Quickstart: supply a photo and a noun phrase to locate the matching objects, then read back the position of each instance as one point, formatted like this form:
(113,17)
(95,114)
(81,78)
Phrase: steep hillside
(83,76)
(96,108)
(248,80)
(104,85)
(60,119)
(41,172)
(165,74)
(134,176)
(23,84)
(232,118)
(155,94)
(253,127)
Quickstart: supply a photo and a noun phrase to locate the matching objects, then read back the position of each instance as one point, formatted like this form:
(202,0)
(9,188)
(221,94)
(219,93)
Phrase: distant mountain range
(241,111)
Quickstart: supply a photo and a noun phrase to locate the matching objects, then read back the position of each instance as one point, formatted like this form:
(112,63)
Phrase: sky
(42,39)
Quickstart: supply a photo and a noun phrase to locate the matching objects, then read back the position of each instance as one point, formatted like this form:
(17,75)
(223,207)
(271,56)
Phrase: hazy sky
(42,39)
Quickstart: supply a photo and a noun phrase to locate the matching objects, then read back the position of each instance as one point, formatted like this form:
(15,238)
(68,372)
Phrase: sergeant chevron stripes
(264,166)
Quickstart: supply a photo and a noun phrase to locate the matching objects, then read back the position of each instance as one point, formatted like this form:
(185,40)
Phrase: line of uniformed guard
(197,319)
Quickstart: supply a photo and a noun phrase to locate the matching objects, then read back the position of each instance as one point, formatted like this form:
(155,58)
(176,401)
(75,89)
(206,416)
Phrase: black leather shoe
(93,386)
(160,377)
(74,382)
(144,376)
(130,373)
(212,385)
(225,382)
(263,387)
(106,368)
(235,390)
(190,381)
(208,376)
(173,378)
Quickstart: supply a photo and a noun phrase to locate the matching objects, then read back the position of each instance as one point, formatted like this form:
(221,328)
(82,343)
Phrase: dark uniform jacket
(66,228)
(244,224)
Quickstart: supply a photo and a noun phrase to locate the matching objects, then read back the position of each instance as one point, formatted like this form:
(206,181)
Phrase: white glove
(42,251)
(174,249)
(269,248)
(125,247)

##########

■ Exercise directions ■
Each entry shown above should be transcribed exactly as written.

■ Solved problem ■
Quickstart: supply a photo and a noun phrase to locate the matching objects, then read back the position of each instance as one point, formatted like this form:
(113,17)
(95,114)
(81,78)
Phrase: steep hillside
(83,76)
(96,108)
(248,80)
(104,85)
(60,119)
(41,172)
(165,74)
(134,176)
(23,84)
(232,118)
(155,94)
(253,127)
Quickstart: supply a photo and a noun phrase to locate the matching objects, then read back the position of each instance as one point, formatted like this form:
(202,0)
(9,188)
(221,94)
(219,93)
Phrase: distant mountain range
(241,111)
Quickstart: supply a photo and a noun phrase to locate the matching objects, then read back the position of each instance as one point, formatted like this form:
(112,63)
Phrase: sky
(42,39)
Quickstart: supply a photo and a noun phrase to locate the matching objects, then read back the position of each instance as one point, formatted like this form:
(17,75)
(223,207)
(271,56)
Phrase: hazy sky
(42,39)
Quickstart: supply a photo and a noun phrase to locate the matching objects, then read back the position of each instance as one point, formatted like this form:
(15,238)
(68,372)
Phrase: sergeant chevron stripes
(264,166)
Quickstart: supply a photo and a noun phrase to locate the matching objects, then read back the position of each instance as one point, formatted like this form:
(185,40)
Phrase: line of uniformed guard
(197,319)
Quickstart: supply a photo and a noun phrase to locate the matching objects, then read back the position of each instance as one point, formatted like this form:
(155,58)
(176,401)
(75,89)
(206,416)
Phrase: black leather shoe
(93,386)
(160,377)
(74,382)
(144,376)
(130,373)
(212,385)
(225,382)
(263,387)
(106,368)
(235,390)
(190,381)
(208,376)
(173,378)
Quickstart: supply a photo and a noun phrase to locate the matching objects, then read back the position of each instance as one point, formatted like this form:
(221,328)
(82,343)
Phrase: dark uniform jacket
(66,228)
(244,224)
Quickstart: supply a photo and a noun phrase to locate the matching objects, then read back the position of each instance as one point, formatted like this form:
(206,181)
Phrase: white glove
(42,251)
(174,249)
(269,248)
(125,247)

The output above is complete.